Location annotation dataset excerpts

■ ■ ■ ■ ■ ■ ■

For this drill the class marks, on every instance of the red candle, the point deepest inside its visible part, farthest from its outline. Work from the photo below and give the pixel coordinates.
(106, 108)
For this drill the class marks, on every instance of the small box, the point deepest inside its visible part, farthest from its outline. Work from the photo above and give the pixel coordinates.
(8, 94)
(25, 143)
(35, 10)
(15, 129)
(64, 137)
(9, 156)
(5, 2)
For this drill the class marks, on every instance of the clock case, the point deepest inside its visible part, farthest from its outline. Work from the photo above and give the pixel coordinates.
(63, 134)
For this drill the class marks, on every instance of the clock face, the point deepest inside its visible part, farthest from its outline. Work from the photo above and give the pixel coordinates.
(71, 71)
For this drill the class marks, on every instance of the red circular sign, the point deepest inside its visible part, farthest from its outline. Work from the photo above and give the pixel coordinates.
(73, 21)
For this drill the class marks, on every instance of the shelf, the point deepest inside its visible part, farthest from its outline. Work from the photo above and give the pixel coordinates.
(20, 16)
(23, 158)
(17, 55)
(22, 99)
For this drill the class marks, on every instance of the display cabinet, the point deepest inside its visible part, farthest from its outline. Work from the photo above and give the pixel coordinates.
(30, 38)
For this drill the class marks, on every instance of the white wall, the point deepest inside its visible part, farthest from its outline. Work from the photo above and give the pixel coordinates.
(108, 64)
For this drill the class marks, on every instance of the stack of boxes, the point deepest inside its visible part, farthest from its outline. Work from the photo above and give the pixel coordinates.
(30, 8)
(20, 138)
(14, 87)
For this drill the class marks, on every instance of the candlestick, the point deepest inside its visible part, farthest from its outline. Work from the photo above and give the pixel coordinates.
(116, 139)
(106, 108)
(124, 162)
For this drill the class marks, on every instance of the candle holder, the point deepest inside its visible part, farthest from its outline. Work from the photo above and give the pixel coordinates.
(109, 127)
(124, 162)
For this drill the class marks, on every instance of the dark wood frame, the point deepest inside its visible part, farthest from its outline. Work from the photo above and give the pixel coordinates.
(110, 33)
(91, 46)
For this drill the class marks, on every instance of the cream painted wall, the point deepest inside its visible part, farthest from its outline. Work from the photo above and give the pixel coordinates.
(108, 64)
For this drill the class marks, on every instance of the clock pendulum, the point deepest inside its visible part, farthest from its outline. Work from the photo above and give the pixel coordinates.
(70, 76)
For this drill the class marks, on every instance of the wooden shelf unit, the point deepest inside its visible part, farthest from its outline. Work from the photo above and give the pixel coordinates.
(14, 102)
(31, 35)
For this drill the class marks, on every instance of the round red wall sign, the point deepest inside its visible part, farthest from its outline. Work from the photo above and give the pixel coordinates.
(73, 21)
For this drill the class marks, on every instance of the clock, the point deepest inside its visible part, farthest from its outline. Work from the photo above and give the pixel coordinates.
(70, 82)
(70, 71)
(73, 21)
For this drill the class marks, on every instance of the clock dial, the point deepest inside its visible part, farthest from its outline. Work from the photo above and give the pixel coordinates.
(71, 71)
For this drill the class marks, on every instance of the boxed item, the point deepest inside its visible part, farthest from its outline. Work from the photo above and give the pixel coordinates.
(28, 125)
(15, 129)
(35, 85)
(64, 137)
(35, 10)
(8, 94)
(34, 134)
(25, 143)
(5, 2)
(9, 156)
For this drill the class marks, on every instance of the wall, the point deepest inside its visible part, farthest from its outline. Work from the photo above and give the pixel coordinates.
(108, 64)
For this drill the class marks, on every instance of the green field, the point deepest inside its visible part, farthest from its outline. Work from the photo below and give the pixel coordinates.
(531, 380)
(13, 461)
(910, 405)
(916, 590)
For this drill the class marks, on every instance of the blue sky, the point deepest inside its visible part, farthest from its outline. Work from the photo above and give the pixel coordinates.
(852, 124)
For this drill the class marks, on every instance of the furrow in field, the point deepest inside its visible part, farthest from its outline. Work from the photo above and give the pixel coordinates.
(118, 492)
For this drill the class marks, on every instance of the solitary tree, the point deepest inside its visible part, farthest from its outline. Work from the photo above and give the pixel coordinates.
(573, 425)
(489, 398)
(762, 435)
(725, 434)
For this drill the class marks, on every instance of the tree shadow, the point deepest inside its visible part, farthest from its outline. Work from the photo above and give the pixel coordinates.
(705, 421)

■ ■ ■ ■ ■ ■ ■

#### GIVEN REQUEST
Extract the full listing above without altering anything.

#### WORKED SOLUTION
For this drill the class marks, on every instance of the red candle, the point deepest inside its visible part, farthest from its outline. Work from the photo below and give the pixel coordinates.
(106, 108)
For this drill the class marks, on every instance of the small box, the point deepest inside its visible part, farthest from its outline. Work from the photo above and give the pixel coordinates.
(8, 94)
(25, 143)
(35, 10)
(15, 129)
(64, 137)
(9, 156)
(5, 2)
For this drill the class marks, on every instance of the clock case, the point deepest inside its visible part, farthest from its outline. Work from the photo above and give the pixel coordinates.
(63, 134)
For this drill the class marks, on every instance of the clock face, the point deepest inside its visible part, farthest from its outline. Work from the photo above and give the pixel coordinates.
(71, 71)
For this drill the class marks, on every instance of the red circular sign, the point deepest inside its visible part, farthest from its outline. Work from the photo above and give the pixel coordinates.
(73, 21)
For this drill the class marks, on every instance of the shelf, the point deepest inside its visible part, farthest from its outline. Work from the photo above and give the pixel coordinates.
(20, 16)
(23, 158)
(17, 55)
(22, 99)
For this drill the class marks, on every instance of the display cabinet, the point deepest inside its visible part, farthest from its outline. Work from the photo above and give the pixel coordinates.
(30, 38)
For this drill the class marks, on every instance of the white wall, the point deepest inside its visible part, farthest from its outline. Work from the photo above and give the pixel coordinates.
(108, 64)
For this drill the class marks, on every instance of the stack of boxes, the point deepest inside its visible part, farthest from its outline. Work from the photo above and give the pixel coordinates.
(30, 8)
(20, 138)
(14, 87)
For this drill the class marks, on every instance of the candlestick, the point deepest inside its visible part, farthest from its outline. Work from the photo above and give the pixel coordinates.
(116, 139)
(106, 108)
(124, 162)
For this drill the class marks, on every instance of the candle holder, the point deepest inside its visible part, farthest from its outline. Work from the photo above and give the pixel coordinates.
(109, 127)
(124, 162)
For this drill the class marks, on every instance of the dark wood frame, the point deepest inside its visible part, farthest from its outline. Work from the photo above and give the pixel coordinates.
(110, 33)
(91, 46)
For this drill the class marks, on every instance of the cream painted wall, the point deepest inside its visible part, farthest from its outline. Work from the photo above and give the pixel coordinates.
(108, 64)
For this drill the class marks, on every instance of the clock pendulum, the point deepest inside its visible part, farthest from its outline. Work from the photo above and give the pixel coordinates.
(70, 76)
For this drill the class marks, on every instance of the wooden shelf unit, the point deepest inside its visible part, farthest from its outline. Work from the photo above and give the pixel coordinates.
(14, 102)
(31, 35)
For this drill the class marks, on every instance of the round red wall sign, the point deepest inside its visible part, farthest from its outline. Work from the photo above and give the pixel coordinates.
(73, 21)
For this drill the class marks, on every instance of the clock, the point deepest inside its visible part, farthest from its outline. Work from the photo above and give the pixel coordinates.
(70, 82)
(70, 71)
(73, 21)
For this drill the class marks, on every instance of the clock dial, the point deepest inside its visible part, farthest from its outline. Work from the photo above and give the pixel coordinates.
(71, 71)
For this drill the class marks, on every instance of the boxed item, the point deepest inside its visible part, farthest from its outline. Work from the photo above and give the pixel coordinates.
(28, 125)
(15, 129)
(35, 85)
(64, 137)
(35, 10)
(8, 94)
(34, 134)
(25, 143)
(5, 2)
(9, 156)
For this drill the class marks, on every instance of the wall, the point deepest inside its visible part, farthest from its outline. Work from the photo above and give the pixel coordinates.
(108, 64)
For this drill the class marks, on every instance of the green field, the point deepest inside its visible part, farthest from its outline. Work from the photo below and give the pixel coordinates.
(531, 380)
(13, 461)
(910, 405)
(916, 590)
For this drill the class marks, on every instance of the blue sky, the point deepest inside its visible part, farthest from its outline. Work from the photo above and give the pixel coordinates.
(852, 124)
For this drill the class marks, on every instance of the furrow in field, the point deepest inside its visible part, farthest from its outline. Work from the photo above and give the pixel coordinates.
(118, 492)
For this drill the class marks, on every instance of the solitary tree, the point deepest inside its visible part, farthest from its outline. Work from the photo above and give the pixel coordinates.
(573, 425)
(489, 398)
(762, 435)
(725, 434)
For this drill the class marks, on every instance of the tree shadow, the point deepest inside its visible part, farthest from its outline. Work from the photo above and give the pixel coordinates.
(705, 421)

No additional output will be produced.